SELECTED PASSAGE section start

Many people refer to on-going groin (lower abdominal) pain as “sportsman’s hernia” however this is incorrect. The syndrome where chronic groin pain persists, particularly in athletes,was first identified in 1980 by Consultant Surgeon Mr Jerry Gilmore and subsequently labelled “Gilmore’s Groin”. Symptoms include pain during sports movements, particularly hip extension, twisting, turning and kicking. This pain is centred on the lower abdomen but may radiate to the adductor muscle region and even the testicles. The person will usually point to an area of the lower abdomen known as the “superficial inguinal ring” as the main site of the pain, although it can be difficult for the patient to pin-point the exact location.
As pain in the groin and pelvis can result from a number of problems, including injuries to the lumbar spine, the hip joint, the sacro-iliac joint, the abdomen, and the genito-urinary system, diagnosis of “Gilmore’s Groin” requires skillful assessment of the sufferer and is based on the medical history, clinical signs, and, increasingly, an MRI scan.

SELECTED PASSAGE section end
MATERIAL SUPPLIED section start

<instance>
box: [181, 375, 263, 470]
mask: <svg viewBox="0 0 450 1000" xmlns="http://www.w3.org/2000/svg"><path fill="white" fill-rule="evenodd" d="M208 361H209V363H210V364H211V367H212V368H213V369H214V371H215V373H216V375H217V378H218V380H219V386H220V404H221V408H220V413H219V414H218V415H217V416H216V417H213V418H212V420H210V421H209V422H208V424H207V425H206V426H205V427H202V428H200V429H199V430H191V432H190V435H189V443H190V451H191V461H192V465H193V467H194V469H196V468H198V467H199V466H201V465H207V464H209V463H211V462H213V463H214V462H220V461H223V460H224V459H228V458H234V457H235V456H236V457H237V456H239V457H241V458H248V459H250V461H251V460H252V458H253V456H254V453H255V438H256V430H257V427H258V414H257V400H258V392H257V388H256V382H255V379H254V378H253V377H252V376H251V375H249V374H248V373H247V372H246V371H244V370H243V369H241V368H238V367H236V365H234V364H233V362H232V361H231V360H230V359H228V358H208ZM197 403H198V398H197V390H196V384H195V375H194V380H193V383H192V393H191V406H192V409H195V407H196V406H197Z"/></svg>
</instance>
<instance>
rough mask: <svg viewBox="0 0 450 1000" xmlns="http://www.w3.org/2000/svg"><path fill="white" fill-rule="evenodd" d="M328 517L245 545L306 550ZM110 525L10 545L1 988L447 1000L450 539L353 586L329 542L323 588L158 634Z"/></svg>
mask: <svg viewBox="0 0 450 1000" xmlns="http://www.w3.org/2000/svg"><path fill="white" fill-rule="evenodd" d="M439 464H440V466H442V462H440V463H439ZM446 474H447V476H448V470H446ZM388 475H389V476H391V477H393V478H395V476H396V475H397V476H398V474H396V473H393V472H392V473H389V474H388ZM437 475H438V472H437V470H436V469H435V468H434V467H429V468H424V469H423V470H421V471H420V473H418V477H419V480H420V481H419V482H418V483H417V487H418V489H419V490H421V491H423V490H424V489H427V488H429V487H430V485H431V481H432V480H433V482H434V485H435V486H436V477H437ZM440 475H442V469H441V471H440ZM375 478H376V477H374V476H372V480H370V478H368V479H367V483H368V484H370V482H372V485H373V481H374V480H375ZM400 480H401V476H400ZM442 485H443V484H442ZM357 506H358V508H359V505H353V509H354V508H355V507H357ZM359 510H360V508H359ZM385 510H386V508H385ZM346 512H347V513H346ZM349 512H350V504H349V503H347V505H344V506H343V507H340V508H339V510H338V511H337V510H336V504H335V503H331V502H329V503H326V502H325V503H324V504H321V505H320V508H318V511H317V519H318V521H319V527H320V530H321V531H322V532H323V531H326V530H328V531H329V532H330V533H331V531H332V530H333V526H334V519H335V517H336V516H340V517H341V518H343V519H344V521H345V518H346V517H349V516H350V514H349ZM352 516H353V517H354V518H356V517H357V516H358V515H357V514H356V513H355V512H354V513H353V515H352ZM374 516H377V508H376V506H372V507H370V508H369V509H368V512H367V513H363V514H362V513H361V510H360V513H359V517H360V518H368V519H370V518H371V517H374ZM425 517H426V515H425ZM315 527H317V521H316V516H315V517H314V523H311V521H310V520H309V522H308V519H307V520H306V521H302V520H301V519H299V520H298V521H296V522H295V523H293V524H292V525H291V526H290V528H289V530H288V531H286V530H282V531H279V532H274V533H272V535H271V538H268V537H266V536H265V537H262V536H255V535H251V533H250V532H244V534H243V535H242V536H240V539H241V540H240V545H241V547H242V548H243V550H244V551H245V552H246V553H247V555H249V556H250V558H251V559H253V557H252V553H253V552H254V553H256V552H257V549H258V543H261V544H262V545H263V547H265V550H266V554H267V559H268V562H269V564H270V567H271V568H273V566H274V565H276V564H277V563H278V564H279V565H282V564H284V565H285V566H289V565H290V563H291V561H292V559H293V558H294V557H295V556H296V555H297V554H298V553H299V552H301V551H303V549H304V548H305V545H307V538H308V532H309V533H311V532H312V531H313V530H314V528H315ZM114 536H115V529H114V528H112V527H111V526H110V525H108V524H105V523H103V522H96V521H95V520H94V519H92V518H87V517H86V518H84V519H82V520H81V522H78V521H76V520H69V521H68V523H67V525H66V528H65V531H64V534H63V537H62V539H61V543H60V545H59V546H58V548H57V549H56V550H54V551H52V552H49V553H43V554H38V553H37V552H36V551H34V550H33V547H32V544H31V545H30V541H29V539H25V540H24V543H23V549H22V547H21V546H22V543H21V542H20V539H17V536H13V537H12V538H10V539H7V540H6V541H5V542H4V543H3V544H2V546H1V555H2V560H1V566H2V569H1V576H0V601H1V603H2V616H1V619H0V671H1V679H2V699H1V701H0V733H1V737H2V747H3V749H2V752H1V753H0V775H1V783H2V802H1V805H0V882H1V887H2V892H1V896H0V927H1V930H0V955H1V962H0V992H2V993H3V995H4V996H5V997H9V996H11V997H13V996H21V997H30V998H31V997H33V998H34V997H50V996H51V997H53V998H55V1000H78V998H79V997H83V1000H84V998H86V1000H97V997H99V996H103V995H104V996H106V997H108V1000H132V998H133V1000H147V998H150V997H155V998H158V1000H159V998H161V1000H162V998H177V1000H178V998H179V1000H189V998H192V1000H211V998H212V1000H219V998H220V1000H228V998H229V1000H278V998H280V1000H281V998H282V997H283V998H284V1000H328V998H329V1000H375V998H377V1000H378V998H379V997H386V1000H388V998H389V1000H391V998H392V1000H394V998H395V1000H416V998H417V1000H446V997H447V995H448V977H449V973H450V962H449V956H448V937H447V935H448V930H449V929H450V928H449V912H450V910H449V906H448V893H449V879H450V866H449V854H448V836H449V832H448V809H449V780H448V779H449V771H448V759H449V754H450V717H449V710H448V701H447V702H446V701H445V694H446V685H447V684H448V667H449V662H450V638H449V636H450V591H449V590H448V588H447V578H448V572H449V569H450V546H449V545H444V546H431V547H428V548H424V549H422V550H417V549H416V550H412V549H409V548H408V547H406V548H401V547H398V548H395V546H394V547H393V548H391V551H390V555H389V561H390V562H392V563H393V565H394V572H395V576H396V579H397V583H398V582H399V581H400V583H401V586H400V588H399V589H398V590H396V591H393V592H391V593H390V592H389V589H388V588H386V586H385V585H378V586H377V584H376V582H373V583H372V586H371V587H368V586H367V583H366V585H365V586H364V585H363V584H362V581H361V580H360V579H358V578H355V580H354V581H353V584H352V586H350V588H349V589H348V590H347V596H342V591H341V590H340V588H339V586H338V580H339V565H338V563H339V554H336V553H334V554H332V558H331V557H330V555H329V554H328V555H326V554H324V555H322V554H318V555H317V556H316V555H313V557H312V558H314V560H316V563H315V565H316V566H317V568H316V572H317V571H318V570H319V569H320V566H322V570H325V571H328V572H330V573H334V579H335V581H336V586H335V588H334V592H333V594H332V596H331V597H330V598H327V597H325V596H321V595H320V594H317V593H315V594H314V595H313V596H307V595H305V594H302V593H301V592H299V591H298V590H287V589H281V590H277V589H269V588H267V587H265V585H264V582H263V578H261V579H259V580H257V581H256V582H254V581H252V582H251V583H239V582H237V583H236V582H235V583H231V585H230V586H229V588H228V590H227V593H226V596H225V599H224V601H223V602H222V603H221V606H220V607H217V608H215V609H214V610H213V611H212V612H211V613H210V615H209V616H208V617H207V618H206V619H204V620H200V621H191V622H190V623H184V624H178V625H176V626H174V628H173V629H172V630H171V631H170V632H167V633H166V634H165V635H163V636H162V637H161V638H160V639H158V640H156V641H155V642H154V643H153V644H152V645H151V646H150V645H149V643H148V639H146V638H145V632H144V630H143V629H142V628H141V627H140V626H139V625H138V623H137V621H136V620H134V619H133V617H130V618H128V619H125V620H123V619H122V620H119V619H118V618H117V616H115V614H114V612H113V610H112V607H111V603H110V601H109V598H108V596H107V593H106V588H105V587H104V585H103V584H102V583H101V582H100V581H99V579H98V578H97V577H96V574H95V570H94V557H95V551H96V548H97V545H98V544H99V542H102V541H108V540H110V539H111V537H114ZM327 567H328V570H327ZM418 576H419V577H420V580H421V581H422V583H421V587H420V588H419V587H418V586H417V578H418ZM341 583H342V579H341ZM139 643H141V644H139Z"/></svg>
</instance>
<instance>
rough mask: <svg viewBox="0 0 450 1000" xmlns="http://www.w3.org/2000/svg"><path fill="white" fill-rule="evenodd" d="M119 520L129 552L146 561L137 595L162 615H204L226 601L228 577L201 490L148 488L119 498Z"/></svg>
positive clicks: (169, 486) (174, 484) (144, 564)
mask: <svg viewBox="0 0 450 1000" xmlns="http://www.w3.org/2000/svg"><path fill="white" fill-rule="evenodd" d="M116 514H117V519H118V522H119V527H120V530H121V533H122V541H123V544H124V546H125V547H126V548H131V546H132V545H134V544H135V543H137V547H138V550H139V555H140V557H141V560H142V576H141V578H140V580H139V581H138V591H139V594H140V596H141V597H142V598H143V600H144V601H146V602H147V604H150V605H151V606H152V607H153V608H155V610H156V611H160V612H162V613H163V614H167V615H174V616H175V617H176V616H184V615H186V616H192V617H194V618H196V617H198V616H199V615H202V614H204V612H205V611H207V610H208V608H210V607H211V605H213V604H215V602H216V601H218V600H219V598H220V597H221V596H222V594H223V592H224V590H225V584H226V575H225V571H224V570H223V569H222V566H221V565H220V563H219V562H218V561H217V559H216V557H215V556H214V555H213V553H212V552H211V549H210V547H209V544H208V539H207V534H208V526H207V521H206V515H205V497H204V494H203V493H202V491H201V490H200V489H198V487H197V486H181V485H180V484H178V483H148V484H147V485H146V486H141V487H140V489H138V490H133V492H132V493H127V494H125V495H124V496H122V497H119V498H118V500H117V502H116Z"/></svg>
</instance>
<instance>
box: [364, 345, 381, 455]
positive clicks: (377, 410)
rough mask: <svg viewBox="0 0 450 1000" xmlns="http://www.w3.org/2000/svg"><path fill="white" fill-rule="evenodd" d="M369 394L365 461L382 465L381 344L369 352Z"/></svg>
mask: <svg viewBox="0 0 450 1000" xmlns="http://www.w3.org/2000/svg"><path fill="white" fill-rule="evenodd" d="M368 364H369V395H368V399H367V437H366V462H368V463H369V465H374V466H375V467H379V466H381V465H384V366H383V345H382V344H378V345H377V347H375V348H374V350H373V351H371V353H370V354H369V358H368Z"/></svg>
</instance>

MATERIAL SUPPLIED section end
MATERIAL SUPPLIED section start

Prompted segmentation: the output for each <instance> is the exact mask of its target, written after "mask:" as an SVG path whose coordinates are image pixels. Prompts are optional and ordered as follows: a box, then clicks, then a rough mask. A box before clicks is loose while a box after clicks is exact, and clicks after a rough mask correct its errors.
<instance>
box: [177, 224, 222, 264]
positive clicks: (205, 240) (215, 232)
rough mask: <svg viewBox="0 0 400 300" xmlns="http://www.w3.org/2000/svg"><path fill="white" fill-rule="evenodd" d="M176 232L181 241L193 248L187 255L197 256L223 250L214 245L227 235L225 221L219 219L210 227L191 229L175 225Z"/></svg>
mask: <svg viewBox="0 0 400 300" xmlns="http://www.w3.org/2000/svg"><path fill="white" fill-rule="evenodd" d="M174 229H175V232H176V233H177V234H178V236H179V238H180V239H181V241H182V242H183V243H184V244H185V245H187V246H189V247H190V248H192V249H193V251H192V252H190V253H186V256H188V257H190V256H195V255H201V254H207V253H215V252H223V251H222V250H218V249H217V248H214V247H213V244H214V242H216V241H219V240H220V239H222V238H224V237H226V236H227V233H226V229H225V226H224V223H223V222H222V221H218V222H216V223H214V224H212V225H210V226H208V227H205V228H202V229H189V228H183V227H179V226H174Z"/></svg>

MATERIAL SUPPLIED section end

[REQUIRED TASKS]:
**a)** Extract the stretch of the passage on Gilmore's Groin from "As pain in the" through "an MRI scan.", copying it word for word.
**b)** Extend the passage on Gilmore's Groin by writing what follows its final sentence.

[RESPONSES BY ITEM NUMBER]:
**a)**
As pain in the groin and pelvis can result from a number of problems, including injuries to the lumbar spine, the hip joint, the sacro-iliac joint, the abdomen, and the genito-urinary system, diagnosis of “Gilmore’s Groin” requires skillful assessment of the sufferer and is based on the medical history, clinical signs, and, increasingly, an MRI scan.

**b)**
“Gilmore's Groin” is a complex condition, and many cases are misdiagnosed as a groin strain or a hernia. The injury occurs at the junction of the leg and the torso. It involves the area where the abdominal muscles converge to form the inguinal ligament.
The external oblique muscle has an archway through which several nerves and vessels pass. In “Gilmore's Groin”, a groin muscle tear causes this archway to open up much wider. Further tears in the oblique muscle cause it to lift up and away from the inguinal ligament, leaving the transverse abdominis muscle unsupported. In addition up to 40% of patients diagnosed with “Gilmore’s Groin” may also have torn adductors. Minor and moderate tears usually respond to adductor exercises and physiotherapy. Patients with severe adductor tears usually require adductor tenotomy or release.
The success of surgery for this type of groin injury depends on accurate diagnosis, meticulous repair of each element of the disruption and intensive rehabilitation according to an individualised rehabilitation programme. Surgery is recommended for footballers who are unable to play or fail to respond to rehabilitation. The surgical treatment consists of restoring normal anatomy with a six-layered structural repair of the inguinal region. So, if you are a player suffering with this type of injury it is best to get to a specialist Groin Unit where the repair can be done ideally in the off season when there will be plenty of time to recover from the surgery.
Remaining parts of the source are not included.